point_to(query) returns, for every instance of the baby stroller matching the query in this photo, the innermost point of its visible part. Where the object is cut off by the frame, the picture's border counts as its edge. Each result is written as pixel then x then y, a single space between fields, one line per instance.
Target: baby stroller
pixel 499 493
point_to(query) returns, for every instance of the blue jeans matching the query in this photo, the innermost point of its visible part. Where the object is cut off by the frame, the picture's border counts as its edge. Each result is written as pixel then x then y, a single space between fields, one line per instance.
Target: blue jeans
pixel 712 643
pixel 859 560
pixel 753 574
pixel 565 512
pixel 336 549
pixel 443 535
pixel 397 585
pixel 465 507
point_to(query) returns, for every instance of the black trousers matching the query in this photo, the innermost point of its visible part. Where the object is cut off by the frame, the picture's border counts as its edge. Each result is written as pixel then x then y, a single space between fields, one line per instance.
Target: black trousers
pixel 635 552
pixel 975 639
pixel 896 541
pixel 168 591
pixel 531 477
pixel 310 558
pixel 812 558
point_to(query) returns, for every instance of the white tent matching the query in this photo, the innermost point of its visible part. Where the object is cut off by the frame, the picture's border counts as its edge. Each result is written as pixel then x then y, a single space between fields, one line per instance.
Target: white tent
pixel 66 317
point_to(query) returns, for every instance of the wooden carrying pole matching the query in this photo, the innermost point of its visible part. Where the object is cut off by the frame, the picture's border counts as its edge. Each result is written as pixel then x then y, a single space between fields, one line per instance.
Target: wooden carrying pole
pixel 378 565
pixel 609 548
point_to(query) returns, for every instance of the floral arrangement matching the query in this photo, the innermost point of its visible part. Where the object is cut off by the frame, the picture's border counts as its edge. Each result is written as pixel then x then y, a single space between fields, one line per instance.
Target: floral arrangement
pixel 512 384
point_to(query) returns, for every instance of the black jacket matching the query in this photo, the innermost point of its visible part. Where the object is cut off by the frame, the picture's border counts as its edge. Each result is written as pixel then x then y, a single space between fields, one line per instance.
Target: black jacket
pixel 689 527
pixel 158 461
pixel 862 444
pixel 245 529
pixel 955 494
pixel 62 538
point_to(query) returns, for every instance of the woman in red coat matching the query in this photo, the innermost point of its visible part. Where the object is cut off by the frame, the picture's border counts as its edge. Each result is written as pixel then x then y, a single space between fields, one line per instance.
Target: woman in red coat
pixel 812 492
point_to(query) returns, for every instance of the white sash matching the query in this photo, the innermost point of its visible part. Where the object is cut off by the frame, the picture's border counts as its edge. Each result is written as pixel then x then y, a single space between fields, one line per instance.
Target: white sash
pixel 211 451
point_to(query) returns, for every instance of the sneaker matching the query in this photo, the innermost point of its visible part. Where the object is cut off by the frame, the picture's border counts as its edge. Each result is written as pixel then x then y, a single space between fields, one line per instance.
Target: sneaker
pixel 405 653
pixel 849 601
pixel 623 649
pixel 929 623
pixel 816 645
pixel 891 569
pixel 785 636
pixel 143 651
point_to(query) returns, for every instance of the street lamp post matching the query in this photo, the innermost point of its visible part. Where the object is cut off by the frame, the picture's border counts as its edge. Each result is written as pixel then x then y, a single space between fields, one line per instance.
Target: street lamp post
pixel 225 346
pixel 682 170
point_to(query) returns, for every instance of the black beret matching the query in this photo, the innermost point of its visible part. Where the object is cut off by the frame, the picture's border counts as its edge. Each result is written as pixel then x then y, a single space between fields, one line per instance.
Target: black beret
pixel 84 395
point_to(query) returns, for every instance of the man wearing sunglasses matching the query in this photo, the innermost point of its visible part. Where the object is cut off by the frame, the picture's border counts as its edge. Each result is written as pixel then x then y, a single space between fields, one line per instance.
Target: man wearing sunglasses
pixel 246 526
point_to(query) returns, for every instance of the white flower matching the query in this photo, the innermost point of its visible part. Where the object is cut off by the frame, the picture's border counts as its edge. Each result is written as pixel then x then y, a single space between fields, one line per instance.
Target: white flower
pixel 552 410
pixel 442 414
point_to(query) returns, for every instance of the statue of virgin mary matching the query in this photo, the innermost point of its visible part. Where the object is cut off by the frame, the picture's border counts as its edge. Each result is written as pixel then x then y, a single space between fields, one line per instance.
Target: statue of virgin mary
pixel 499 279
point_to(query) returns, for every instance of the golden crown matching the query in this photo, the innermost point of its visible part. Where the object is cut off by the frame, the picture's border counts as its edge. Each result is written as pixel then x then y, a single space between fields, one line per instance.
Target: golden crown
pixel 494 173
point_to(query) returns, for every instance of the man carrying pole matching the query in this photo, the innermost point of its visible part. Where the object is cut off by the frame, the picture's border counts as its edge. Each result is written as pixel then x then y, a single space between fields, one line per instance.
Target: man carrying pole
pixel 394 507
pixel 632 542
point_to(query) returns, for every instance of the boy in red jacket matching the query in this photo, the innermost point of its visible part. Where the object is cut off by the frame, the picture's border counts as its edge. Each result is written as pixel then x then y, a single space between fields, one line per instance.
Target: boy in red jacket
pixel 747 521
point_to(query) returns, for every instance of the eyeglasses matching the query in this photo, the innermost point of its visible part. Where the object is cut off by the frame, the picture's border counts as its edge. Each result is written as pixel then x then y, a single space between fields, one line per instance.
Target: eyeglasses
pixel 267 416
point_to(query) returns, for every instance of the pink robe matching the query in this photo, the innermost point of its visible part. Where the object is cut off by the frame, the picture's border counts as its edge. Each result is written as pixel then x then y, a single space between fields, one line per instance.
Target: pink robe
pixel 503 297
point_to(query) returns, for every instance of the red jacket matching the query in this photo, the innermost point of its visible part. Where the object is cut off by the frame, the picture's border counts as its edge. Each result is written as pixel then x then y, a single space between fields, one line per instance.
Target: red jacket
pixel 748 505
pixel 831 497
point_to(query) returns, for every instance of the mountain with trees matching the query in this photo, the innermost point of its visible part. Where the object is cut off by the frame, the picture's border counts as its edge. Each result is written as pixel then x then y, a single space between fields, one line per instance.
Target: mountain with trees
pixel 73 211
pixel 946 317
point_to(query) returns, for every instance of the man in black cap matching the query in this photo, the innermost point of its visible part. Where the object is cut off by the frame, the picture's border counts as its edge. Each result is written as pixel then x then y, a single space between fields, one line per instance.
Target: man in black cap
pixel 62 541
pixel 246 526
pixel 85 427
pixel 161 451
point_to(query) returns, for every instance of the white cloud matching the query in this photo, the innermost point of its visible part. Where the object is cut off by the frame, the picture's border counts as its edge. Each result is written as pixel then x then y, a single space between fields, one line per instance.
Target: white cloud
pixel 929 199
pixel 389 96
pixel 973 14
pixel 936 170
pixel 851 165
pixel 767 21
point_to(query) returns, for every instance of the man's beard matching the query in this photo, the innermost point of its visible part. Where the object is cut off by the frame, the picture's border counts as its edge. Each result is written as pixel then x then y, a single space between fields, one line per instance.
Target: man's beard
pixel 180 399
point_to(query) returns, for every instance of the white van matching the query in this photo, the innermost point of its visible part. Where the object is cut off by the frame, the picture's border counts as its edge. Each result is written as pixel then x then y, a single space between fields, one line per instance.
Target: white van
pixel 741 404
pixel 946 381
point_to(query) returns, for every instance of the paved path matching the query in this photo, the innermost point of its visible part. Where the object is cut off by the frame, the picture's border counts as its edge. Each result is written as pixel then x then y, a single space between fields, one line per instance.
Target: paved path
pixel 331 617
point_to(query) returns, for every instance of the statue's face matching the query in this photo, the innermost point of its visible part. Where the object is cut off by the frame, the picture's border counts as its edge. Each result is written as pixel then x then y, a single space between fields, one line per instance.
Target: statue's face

_Required work:_ All the records are to be transcribed exactly, with no line missing.

_Result of this exercise:_
point_to(query) returns, for every instance of the baby stroller matching the query in this photo, the innermost point of its visible part. Where the object is cut off by the frame, the picture's border counts as its edge. Each result is written as pixel then x then y, a single space between fields, one line per instance.
Target: baby stroller
pixel 499 493
point_to(query) returns, for every instance of the blue jeans matching the query in this photo, the innermost point of its visible part. Where the object is cut off by the frame, the picture's border counts as its edge. Each result is written as pixel then x then y, a single space between fields, one line per instance.
Target: blue jeans
pixel 712 643
pixel 859 560
pixel 753 574
pixel 565 512
pixel 336 549
pixel 443 535
pixel 397 585
pixel 465 507
point_to(query) returns, for every instance of the black trousers matching the query in this photo, the innermost point of its visible part. Where the object is cut off by the frame, the picture's border counts as its edge. Each result is written as pixel then x then y, a single space between fields, one line per instance.
Target: black trousers
pixel 635 552
pixel 975 639
pixel 896 541
pixel 168 591
pixel 531 477
pixel 310 558
pixel 812 558
point_to(query) returns, for every instance of the white tent matching the query in this photo, the innermost point of its visible part. Where the object is cut off by the frame, the picture's border counts as its edge. Each result is written as pixel then x then y, a single space between fields, one line per instance.
Target: white tent
pixel 66 317
point_to(query) returns, for every instance of the wooden carrying pole matching the query in this photo, the innermost point of its visible part. Where the object is cut off by the frame, the picture's border counts as its edge. Each result is written as pixel then x then y, a single space between fields, one line per instance.
Target: wooden carrying pole
pixel 378 565
pixel 609 548
point_to(query) returns, for every instance of the floral arrangement matching the query in this photo, the innermost point of its visible part. Where the object is cut off by the frame, the picture's border counts as its edge. Each result is written as pixel then x then y, a single space between fields, one line per instance.
Target: floral arrangement
pixel 512 384
point_to(query) returns, for every instance of the black jacket matching the query in this photo, the innermost point of its visible part. Where the object is cut off by the frame, the picture's border counts as its edge. Each result is written as pixel then x then y, a single space between fields, one line per instance.
Target: black jacket
pixel 689 527
pixel 158 461
pixel 862 444
pixel 245 529
pixel 955 494
pixel 62 538
point_to(query) returns, for every instance of the woman in red coat matching the query in this photo, the innermost point of its visible part. Where the object is cut off by the frame, the picture's border counts as its edge. Each result is written as pixel then x then y, a single space between fields, one line per instance.
Target: woman in red coat
pixel 812 492
point_to(query) returns, for every instance of the white sash matching the query in this photo, the innermost point of its visible part. Where the object is cut off by the frame, the picture's border counts as its edge. Each result is written as pixel then x then y, a single space between fields, one line per instance.
Target: white sash
pixel 211 451
point_to(query) returns, for every instance of the sneaker matching the query in this photo, the innermost point of its visible part. Where the object is cut off by the frame, the picture's border counts as its edge. Each result is written as pixel then x then y, a single space between fields, one line per instance.
Target: sneaker
pixel 405 653
pixel 849 601
pixel 623 649
pixel 929 623
pixel 816 645
pixel 891 569
pixel 785 636
pixel 143 651
point_to(query) returns, for every instance of the street lamp post matching the query in this photo, the innermost point of its visible part. Where the object is cut off by the frame, the picture's border counts as its edge. Each result is written as pixel then x then y, a single space between fields, one line per instance.
Target: street lamp post
pixel 225 346
pixel 682 170
point_to(query) returns, for every instance of the black beret matching the query in this photo, the innermost point of its visible part. Where the object is cut off by the frame, the picture's border counts as its edge. Each result is written as pixel then x then y, a single space between fields, one line per instance.
Target: black beret
pixel 84 395
point_to(query) returns, for every instance of the man wearing sunglasses matching the query in this photo, the innermost point of its visible part. Where the object is cut off by the frame, the picture's border counts as its edge. Each result is written as pixel then x then y, a single space between fields, one line per instance.
Target: man wearing sunglasses
pixel 246 526
point_to(query) returns, for every instance of the white flower matching the query in this photo, the innermost point of its visible part. Where the object is cut off by the frame, the picture's border counts as its edge. Each result is written as pixel then x then y, a single space between fields, one line per instance.
Target: white flower
pixel 552 410
pixel 442 414
point_to(query) returns, for every instance of the statue of virgin mary matching the query in this photo, the innermost point of its visible part. Where the object is cut off by the frame, the picture's border counts as its edge. Each result is written as pixel then x then y, a single space between fields, one line per instance.
Target: statue of virgin mary
pixel 499 279
point_to(query) returns, for every instance of the golden crown matching the query in this photo, the innermost point of its visible part. Where the object is cut off by the frame, the picture's border counts as its edge. Each result is written as pixel then x then y, a single space between fields, one line per instance.
Target: golden crown
pixel 494 173
point_to(query) returns, for every instance of the man carrying pole matching the query in this photo, the innermost point of its visible part. Where the object is cut off by the frame, the picture's border counts as its edge. Each result is written as pixel then x then y, a single space between fields, one line per instance.
Target: man carrying pole
pixel 394 507
pixel 632 542
point_to(query) returns, for every instance of the boy in red jacket matching the query in this photo, the innermost point of its visible part. Where the object is cut off by the frame, the picture's border counts as its edge. Each result is written as pixel then x then y, a single space between fields, one line per instance.
Target: boy in red jacket
pixel 747 521
point_to(query) returns, for every instance of the eyeglasses matching the query in this photo, the innermost point of its visible part. Where the object is cut off by the frame, the picture's border counts as its edge. Each result is written as pixel then x then y, a single space between fields, one line per instance.
Target: eyeglasses
pixel 267 416
point_to(query) returns, for every instance of the pink robe matching the query in this photo, the innermost point of its visible part. Where the object is cut off by the frame, the picture's border counts as its edge. Each result is written as pixel then x then y, a single space between fields, one line per instance.
Target: pink robe
pixel 503 297
point_to(query) returns, for every instance of the red jacket matching the query in this photo, the innermost point of its visible part. Where the object is cut off by the frame, the picture's border counts as its edge. Each result is written as pixel then x then y, a single space between fields, one line per instance.
Target: red jacket
pixel 748 505
pixel 831 497
point_to(query) returns, for every instance of the mountain with trees matching the query in this photo, the innermost point of its visible part. Where the object is cut off by the frame, the picture's border counts as its edge. Each result is written as pixel then x then y, a single space between fields, one line per instance.
Target: mountain with trees
pixel 73 211
pixel 946 317
point_to(query) returns, for every instance of the man in black cap matching the query in this photo, the innermost point of its visible part. Where the object is cut off by the frame, the picture's border counts as its edge. Each result is written as pixel then x then y, a single space between fields, one line per instance.
Target: man in black cap
pixel 62 541
pixel 246 526
pixel 85 427
pixel 161 451
point_to(query) returns, for every instance of the white cloud matching the query in this photo, the innermost point of its visible part. Where the object is cut off by the frame, the picture's border counts as its edge. Each result is written as pixel then x then y, a single space between fields, one line per instance.
Target: white cloud
pixel 929 199
pixel 389 96
pixel 973 14
pixel 936 170
pixel 851 165
pixel 767 21
point_to(query) returns, for every instance of the man's beard matching the query in this photo, the innermost point of its visible part. Where the object is cut off by the frame, the picture's border counts as its edge. Each result is written as pixel then x then y, a single space between fields, one line per instance.
Target: man's beard
pixel 180 399
point_to(query) returns, for every instance of the white van matching the query in this photo, the innermost point of its visible part. Where the object is cut off by the frame, the picture's border counts as its edge. Each result is written as pixel then x then y, a single space between fields, one line per instance.
Target: white van
pixel 741 404
pixel 946 381
point_to(query) returns, for every instance of the paved path matching the query in this photo, the innermost point of its visible part. Where the object is cut off by the frame, the picture's border counts as its edge. Each result is written as pixel then x then y, a single space between fields, one line per instance.
Target: paved path
pixel 331 617
point_to(query) returns, for every instance of the statue's face matching the query in this photo, the innermost point of its visible part. Where the object is cut off by the frame, the picture's border counts as its edge. Each result is written as pixel then x then y, a single space between fields, one line per instance.
Target: statue's face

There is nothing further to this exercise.